Output the lines of the data below as a JSON list of strings, one string per line, with blank lines omitted. Begin at the line that contains "Would you mind marking the cabinet drawer" and stop at the end of the data.

■ Point labeling data:

.....

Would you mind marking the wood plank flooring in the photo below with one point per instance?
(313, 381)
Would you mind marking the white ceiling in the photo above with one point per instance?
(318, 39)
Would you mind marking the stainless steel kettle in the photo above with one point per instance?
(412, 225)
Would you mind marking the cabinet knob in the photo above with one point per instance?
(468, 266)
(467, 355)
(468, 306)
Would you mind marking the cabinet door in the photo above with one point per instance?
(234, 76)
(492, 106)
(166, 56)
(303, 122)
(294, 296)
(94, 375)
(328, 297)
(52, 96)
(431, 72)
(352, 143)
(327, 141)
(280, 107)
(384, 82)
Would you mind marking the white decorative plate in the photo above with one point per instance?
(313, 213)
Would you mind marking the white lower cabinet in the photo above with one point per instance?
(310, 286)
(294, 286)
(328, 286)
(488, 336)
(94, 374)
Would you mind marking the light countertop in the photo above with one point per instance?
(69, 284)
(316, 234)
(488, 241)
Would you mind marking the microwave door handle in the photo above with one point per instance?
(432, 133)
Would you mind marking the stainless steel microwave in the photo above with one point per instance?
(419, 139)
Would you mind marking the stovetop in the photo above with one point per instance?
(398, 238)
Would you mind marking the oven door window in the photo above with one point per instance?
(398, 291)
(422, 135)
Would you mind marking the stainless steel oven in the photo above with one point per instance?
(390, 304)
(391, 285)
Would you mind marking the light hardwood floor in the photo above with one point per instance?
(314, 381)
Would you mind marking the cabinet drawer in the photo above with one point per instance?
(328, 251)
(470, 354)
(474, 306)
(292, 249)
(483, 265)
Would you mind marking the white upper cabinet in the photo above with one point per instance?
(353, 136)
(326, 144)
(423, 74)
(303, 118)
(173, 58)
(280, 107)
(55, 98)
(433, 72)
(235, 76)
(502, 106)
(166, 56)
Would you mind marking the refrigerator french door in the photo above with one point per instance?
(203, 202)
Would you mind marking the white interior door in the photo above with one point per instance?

.....

■ ANSWER FOR THIS EXERCISE:
[
  "Would you mind marking the cabinet drawer in the photo above with one point per instance?",
  "(328, 251)",
  "(470, 354)",
  "(474, 306)",
  "(292, 249)",
  "(483, 265)",
  "Would you mind marking the white upper cabinet in the photo above with one point per instance?",
  "(353, 136)",
  "(326, 144)",
  "(423, 74)",
  "(303, 118)",
  "(173, 58)",
  "(280, 107)",
  "(55, 98)",
  "(433, 72)",
  "(235, 76)",
  "(502, 106)",
  "(166, 56)",
  "Would you mind marking the refrigerator french door in the photo above with one point per instance?",
  "(203, 202)",
  "Would you mind marking the white interior door in the photo above with one point per instance?"
]